** Tasks and exercises **
A. Answer these questions about the Swift Royale thread, one per line:
(i) For how many years did satis own a Swift Royale 590?
(ii) Which engine does whistlinggypsy call underpowered?
(iii) How many miles did whistlinggypsy cover in the 630 Royale over the eight years of owning it?
B. Carry the Swift Royale forum thread forward from the point where it stops.

** Text to read **
# Swift Royale



## Rislar (Aug 16, 2008)

As above, are they any good, and what should i look for when buying? the reason i'm buying one is that i like the layout of them, rear kitchen, etc, any help would be apprciated


----------



## satis (May 5, 2008)

Hi Rislar

I had a swift royale 590 for 5 years,We had many a good trip through france spain and portugal with trouble free motoring,we also liked the layout, she had the 2.8 turbo diesel engine that never missed a beat,would start first time every time,In my opinion for what its worth,you wont go far wrong with a swift,the build quality was quite good,Just make sure she has had a habitation check before you buy one ,Then you can be assured of no leaks,and hopefuly a problem free hoiliday,
Kind regards Satis


----------



## Rislar (Aug 16, 2008)

satis said:


> Hi Rislar
> 
> I had a swift royale 590 for 5 years,We had many a good trip through france spain and portugal with trouble free motoring,we also liked the layout, she had the 2.8 turbo diesel engine that never missed a beat,would start first time every time,In my opinion for what its worth,you wont go far wrong with a swift,the build quality was quite good,Just make sure she has had a habitation check before you buy one ,Then you can be assured of no leaks,and hopefuly a problem free hoiliday,
> Kind regards Satis


Thanks for the info satis, so the 2.8 Turbo would be the one to go for? after looking at a few of them, i think the 2.5 none turbo would be really underpowered !! i will take your tips onboard, thanks again


----------



## whistlinggypsy (May 1, 2005)

Rislar, our first m/h was a 590 royale end kitchen job, my wife loved it but i hated it as there a 2 doors in the rear end, bathroom and hab. door and that i did not like because whenever the kitchen is being used entry to either door is compromised, i also found the single beds arrangement was too short for me. I could not get on with the under powered 1.9 td engine neither so i would also suggest the 2.8tdi 

Having said that its horses for courses and the model was fantastic quality, so much so we upgraded after only one month to the 630 royale model, had it for 8yrs. and covered 90000 miles in her, by far the best m/h we have had and we have had 5 now, and seriously thinking of a swift when it comes to replacing it next spring. 

Our 630 is still going strong after 10 yrs and 109000 miles and we hear regularly from the guy that bought it. 

Bob


----------



## Rislar (Aug 16, 2008)

whistlinggypsy said:


> Rislar, our first m/h was a 590 royale end kitchen job, my wife loved it but i hated it as there a 2 doors in the rear end, bathroom and hab. door and that i did not like because whenever the kitchen is being used entry to either door is compromised, i also found the single beds arrangement was too short for me. I could not get on with the under powered 1.9 td engine neither so i would also suggest the 2.8tdi
> 
> Having said that its horses for courses and the model was fantastic quality, so much so we upgraded after only one month to the 630 royale model, had it for 8yrs. and covered 90000 miles in her, by far the best m/h we have had and we have had 5 now, and seriously thinking of a swift when it comes to replacing it next spring.

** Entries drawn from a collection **
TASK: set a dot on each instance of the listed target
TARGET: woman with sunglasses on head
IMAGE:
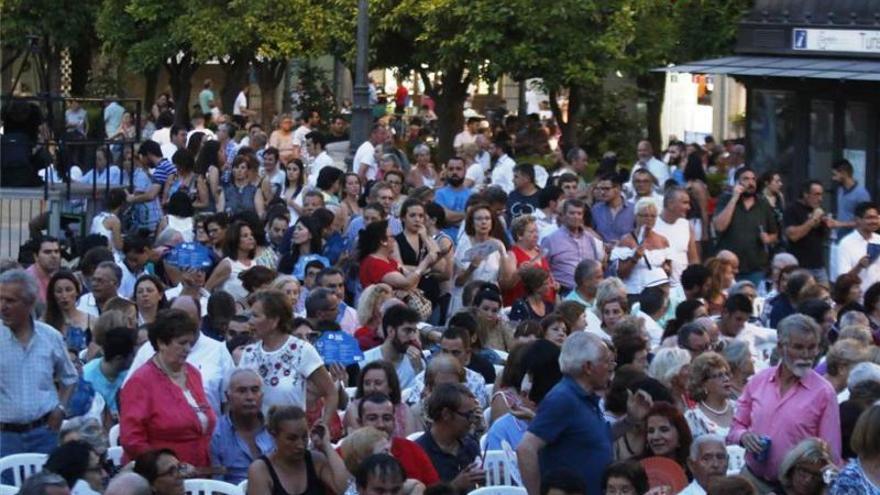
(709, 384)
(294, 468)
(285, 363)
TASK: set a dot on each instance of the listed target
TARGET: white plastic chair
(735, 459)
(497, 469)
(499, 490)
(209, 487)
(22, 466)
(115, 454)
(113, 436)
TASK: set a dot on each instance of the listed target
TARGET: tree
(56, 24)
(149, 34)
(454, 39)
(675, 32)
(571, 45)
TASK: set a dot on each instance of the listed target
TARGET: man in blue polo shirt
(569, 430)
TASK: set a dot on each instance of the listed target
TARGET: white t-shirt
(285, 371)
(209, 356)
(502, 175)
(366, 153)
(678, 234)
(850, 250)
(240, 101)
(405, 372)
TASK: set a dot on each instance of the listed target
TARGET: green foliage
(315, 93)
(68, 23)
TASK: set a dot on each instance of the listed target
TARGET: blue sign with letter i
(800, 39)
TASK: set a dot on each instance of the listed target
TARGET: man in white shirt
(707, 461)
(177, 141)
(469, 134)
(315, 142)
(734, 325)
(209, 356)
(401, 346)
(853, 255)
(502, 172)
(673, 225)
(364, 162)
(658, 169)
(300, 134)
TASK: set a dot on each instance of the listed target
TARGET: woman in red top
(163, 405)
(525, 252)
(377, 248)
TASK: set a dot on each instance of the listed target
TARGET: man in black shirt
(807, 229)
(523, 200)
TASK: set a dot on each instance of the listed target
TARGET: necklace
(722, 412)
(174, 376)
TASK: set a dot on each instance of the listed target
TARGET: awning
(796, 67)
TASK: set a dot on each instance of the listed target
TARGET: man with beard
(786, 403)
(401, 346)
(746, 226)
(570, 430)
(707, 461)
(453, 196)
(376, 410)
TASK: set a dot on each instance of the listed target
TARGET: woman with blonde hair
(611, 305)
(709, 384)
(369, 311)
(290, 287)
(802, 471)
(671, 367)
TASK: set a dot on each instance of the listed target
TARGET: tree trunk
(151, 84)
(81, 63)
(449, 99)
(270, 73)
(651, 88)
(235, 71)
(180, 77)
(568, 124)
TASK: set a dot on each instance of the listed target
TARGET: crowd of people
(593, 324)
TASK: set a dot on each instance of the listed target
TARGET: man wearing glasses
(448, 443)
(613, 216)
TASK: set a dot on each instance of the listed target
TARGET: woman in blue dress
(61, 295)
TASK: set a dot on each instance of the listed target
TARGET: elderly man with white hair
(786, 404)
(241, 436)
(209, 356)
(569, 430)
(707, 461)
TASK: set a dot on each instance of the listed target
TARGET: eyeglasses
(723, 375)
(175, 470)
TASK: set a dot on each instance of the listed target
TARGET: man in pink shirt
(47, 261)
(786, 403)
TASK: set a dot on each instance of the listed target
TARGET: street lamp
(361, 111)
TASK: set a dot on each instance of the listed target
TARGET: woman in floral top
(285, 362)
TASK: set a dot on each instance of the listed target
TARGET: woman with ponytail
(284, 362)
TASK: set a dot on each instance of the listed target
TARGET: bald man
(209, 356)
(241, 436)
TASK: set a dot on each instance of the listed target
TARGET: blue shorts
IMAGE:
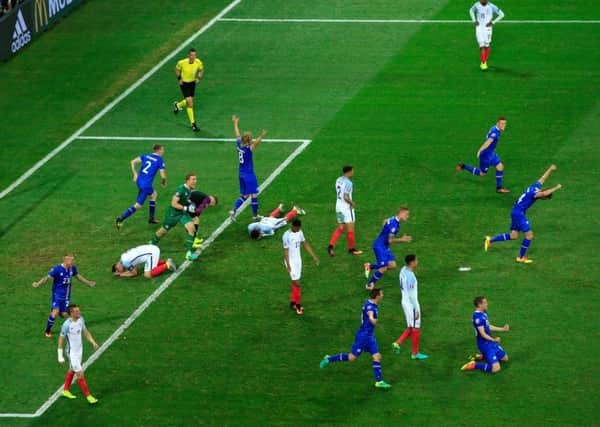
(143, 193)
(61, 303)
(248, 184)
(486, 162)
(492, 353)
(363, 343)
(383, 255)
(519, 222)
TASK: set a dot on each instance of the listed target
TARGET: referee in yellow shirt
(189, 71)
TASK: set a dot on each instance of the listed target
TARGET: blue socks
(501, 237)
(499, 176)
(342, 357)
(50, 323)
(377, 370)
(127, 214)
(473, 170)
(524, 247)
(254, 204)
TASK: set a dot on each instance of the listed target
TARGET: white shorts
(75, 357)
(483, 35)
(410, 312)
(344, 214)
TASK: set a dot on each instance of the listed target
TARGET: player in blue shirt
(364, 339)
(248, 181)
(61, 276)
(381, 247)
(150, 165)
(519, 222)
(488, 157)
(489, 346)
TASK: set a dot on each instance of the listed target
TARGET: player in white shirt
(411, 307)
(292, 240)
(482, 14)
(148, 255)
(344, 211)
(71, 332)
(267, 226)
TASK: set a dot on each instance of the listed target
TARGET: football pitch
(390, 87)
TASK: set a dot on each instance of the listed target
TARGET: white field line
(168, 138)
(118, 99)
(163, 287)
(402, 21)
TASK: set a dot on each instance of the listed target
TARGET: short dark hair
(409, 258)
(478, 300)
(374, 293)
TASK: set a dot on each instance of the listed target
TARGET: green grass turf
(401, 103)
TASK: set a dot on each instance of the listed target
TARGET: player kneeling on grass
(488, 345)
(365, 339)
(72, 330)
(267, 226)
(292, 239)
(149, 255)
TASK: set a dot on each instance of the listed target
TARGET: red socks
(415, 340)
(336, 235)
(68, 380)
(83, 386)
(158, 269)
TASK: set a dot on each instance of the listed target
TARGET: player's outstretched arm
(236, 122)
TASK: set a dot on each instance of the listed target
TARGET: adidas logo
(21, 35)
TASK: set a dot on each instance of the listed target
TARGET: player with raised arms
(150, 164)
(61, 276)
(381, 247)
(489, 346)
(248, 182)
(365, 338)
(488, 157)
(519, 221)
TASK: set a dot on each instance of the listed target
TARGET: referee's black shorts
(188, 89)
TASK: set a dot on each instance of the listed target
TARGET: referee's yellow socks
(190, 112)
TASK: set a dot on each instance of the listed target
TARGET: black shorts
(188, 89)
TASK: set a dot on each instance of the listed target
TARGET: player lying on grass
(71, 332)
(519, 222)
(381, 247)
(489, 347)
(365, 338)
(248, 182)
(61, 276)
(488, 157)
(267, 226)
(183, 210)
(149, 256)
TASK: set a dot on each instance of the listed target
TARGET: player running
(482, 15)
(71, 332)
(149, 256)
(267, 226)
(519, 222)
(150, 164)
(344, 210)
(185, 212)
(365, 338)
(488, 157)
(61, 276)
(189, 71)
(292, 239)
(248, 181)
(411, 307)
(381, 247)
(488, 345)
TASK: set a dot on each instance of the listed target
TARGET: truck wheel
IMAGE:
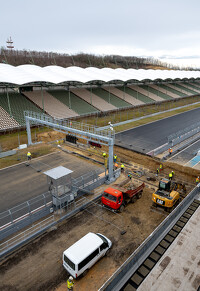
(121, 209)
(85, 273)
(139, 195)
(133, 199)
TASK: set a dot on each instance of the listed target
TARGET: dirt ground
(38, 266)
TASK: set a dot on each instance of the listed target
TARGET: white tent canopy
(28, 74)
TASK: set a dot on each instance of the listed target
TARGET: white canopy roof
(27, 74)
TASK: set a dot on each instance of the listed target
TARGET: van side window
(88, 259)
(70, 263)
(103, 246)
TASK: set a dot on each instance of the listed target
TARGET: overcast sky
(169, 30)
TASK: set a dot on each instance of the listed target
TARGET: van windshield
(110, 197)
(68, 262)
(103, 238)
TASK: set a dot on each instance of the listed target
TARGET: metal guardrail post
(10, 216)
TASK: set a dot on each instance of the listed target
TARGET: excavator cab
(165, 185)
(166, 195)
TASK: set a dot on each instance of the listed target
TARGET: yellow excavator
(168, 194)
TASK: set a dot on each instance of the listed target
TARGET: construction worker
(70, 283)
(170, 176)
(29, 156)
(104, 155)
(116, 166)
(170, 151)
(130, 175)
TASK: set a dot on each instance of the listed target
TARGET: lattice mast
(9, 43)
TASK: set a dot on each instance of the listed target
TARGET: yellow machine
(167, 195)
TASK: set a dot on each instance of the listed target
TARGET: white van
(85, 252)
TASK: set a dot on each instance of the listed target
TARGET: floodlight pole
(8, 102)
(42, 99)
(28, 130)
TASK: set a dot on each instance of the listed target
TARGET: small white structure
(59, 183)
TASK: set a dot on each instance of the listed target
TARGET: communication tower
(10, 45)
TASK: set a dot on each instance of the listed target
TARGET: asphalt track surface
(187, 154)
(21, 183)
(148, 137)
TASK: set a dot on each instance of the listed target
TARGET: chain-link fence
(24, 214)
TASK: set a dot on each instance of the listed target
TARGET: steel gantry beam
(90, 133)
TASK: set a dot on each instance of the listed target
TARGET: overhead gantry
(84, 131)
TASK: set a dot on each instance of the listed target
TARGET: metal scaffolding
(88, 132)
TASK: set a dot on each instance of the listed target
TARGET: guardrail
(120, 277)
(21, 238)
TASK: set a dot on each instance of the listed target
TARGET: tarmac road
(21, 183)
(148, 137)
(186, 154)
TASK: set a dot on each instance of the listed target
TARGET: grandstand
(49, 104)
(173, 89)
(185, 89)
(137, 95)
(147, 93)
(158, 92)
(73, 102)
(7, 122)
(16, 105)
(93, 99)
(113, 99)
(73, 91)
(191, 86)
(165, 91)
(124, 96)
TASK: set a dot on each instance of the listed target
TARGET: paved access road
(150, 136)
(21, 183)
(184, 156)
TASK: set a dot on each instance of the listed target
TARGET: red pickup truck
(117, 199)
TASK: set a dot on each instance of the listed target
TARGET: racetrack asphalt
(148, 137)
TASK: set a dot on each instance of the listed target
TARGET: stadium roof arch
(54, 75)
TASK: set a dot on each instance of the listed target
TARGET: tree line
(43, 59)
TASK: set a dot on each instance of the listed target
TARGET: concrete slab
(179, 267)
(20, 183)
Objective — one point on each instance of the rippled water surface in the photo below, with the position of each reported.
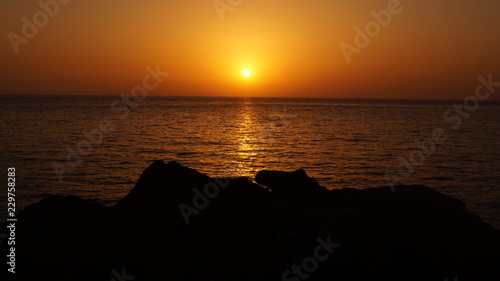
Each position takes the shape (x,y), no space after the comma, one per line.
(342,143)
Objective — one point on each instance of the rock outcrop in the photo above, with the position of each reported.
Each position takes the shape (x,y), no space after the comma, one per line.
(179,224)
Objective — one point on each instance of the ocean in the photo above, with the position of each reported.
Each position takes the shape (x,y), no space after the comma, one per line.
(341,143)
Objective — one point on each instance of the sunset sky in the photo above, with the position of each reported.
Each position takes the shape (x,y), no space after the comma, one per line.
(431,49)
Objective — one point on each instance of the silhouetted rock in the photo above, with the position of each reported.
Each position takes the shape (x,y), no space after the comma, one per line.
(236,229)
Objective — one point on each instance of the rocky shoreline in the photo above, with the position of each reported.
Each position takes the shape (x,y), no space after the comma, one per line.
(179,224)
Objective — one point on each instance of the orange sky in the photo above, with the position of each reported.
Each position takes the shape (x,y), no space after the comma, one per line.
(428,50)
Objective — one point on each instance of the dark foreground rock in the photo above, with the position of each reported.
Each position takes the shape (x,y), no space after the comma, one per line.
(179,224)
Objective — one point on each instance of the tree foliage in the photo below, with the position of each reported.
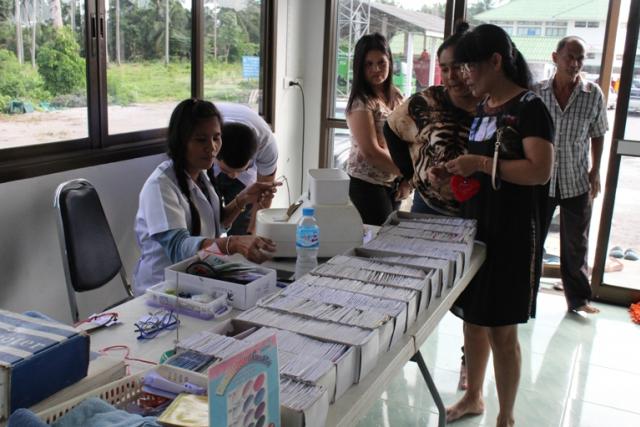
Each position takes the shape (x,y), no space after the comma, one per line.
(60,64)
(18,81)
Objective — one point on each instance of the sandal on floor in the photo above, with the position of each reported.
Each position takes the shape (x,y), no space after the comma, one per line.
(616,252)
(613,265)
(631,255)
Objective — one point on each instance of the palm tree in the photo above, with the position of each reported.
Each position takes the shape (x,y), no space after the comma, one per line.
(19,46)
(34,24)
(166,31)
(56,14)
(118,32)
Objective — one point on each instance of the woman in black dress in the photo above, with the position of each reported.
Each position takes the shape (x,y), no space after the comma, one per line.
(503,292)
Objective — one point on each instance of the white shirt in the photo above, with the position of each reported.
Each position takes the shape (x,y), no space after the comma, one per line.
(163,207)
(265,160)
(584,117)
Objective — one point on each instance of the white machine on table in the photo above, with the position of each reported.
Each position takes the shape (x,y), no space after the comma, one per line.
(339,221)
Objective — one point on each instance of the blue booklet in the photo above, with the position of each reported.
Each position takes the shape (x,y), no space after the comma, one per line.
(38,357)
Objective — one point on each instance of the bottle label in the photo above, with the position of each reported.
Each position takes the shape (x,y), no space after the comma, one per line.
(307,238)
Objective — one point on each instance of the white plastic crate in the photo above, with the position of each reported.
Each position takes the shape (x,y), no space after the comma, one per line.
(122,392)
(158,297)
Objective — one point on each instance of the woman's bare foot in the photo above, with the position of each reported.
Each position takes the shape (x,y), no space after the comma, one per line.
(462,380)
(589,309)
(505,421)
(468,405)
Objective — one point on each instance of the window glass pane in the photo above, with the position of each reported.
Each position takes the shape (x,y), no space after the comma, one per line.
(149,62)
(43,91)
(341,139)
(233,32)
(625,225)
(414,30)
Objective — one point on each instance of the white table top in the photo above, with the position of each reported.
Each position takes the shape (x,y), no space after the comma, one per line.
(347,410)
(354,403)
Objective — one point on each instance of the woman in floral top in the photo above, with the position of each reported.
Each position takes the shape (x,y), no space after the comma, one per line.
(376,187)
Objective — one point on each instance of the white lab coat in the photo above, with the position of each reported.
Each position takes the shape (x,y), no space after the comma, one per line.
(163,207)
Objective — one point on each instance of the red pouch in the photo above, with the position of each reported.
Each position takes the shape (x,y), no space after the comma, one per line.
(464,188)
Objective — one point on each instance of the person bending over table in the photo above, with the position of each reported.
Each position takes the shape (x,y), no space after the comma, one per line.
(180,211)
(249,154)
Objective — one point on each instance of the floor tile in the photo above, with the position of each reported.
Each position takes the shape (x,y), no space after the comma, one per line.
(385,414)
(586,414)
(608,387)
(576,371)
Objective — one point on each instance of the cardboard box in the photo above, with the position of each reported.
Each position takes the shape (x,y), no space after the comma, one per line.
(239,296)
(37,358)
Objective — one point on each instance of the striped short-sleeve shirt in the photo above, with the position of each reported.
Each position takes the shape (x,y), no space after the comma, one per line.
(584,117)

** Responses **
A.
(i) 5 years
(ii) The 1.9 td engine
(iii) 90000 miles

B.
> 
> ...


Wow, thanks for the info Bob, i never really thought of that, i will be testing that before i buy. The 630 Royale does look tempting also, i've got a lot to think about , which isn't a bad thing 
Thanks again.

Steve


----------



## cabby (May 14, 2005)

We had a swift Royale 635 on a VW chassis, I know it was unusual, only a 2.5 but a 5 cylinder which made a difference.we had the end lounge with forward dinette 6 berth.leisure door in the centre.We found that it was a nice vehicle but was prone be very cold as the insulation was very thin. As a rule of thumb the best way to test for a better insulation is to take note of the corners,joining the sides to the back. if it just has the oldfashioned alloy with screws covering the joints beware, if it has the wide plastic (rpg) wrap around covers then they are better and more modern.make sure you have a comprehensive damp test done while you are there and ask for a printed copy of this test.this is the most important thing to have done before you chose to buy.

good hunting

cabby


----------



## Rislar (Aug 16, 2008)

cabby said:


> We had a swift Royale 635 on a VW chassis, I know it was unusual, only a 2.5 but a 5 cylinder which made a difference.we had the end lounge with forward dinette 6 berth.leisure door in the centre.We found that it was a nice vehicle but was prone be very cold as the insulation was very thin. As a rule of thumb the best way to test for a better insulation is to take note of the corners,joining the sides to the back. if it just has the oldfashioned alloy with screws covering the joints beware, if it has the wide plastic (rpg) wrap around covers then they are better and more modern.make sure you have a comprehensive damp test done while you are there and ask for a printed copy of this test.this is the most important thing to have done before you chose to buy.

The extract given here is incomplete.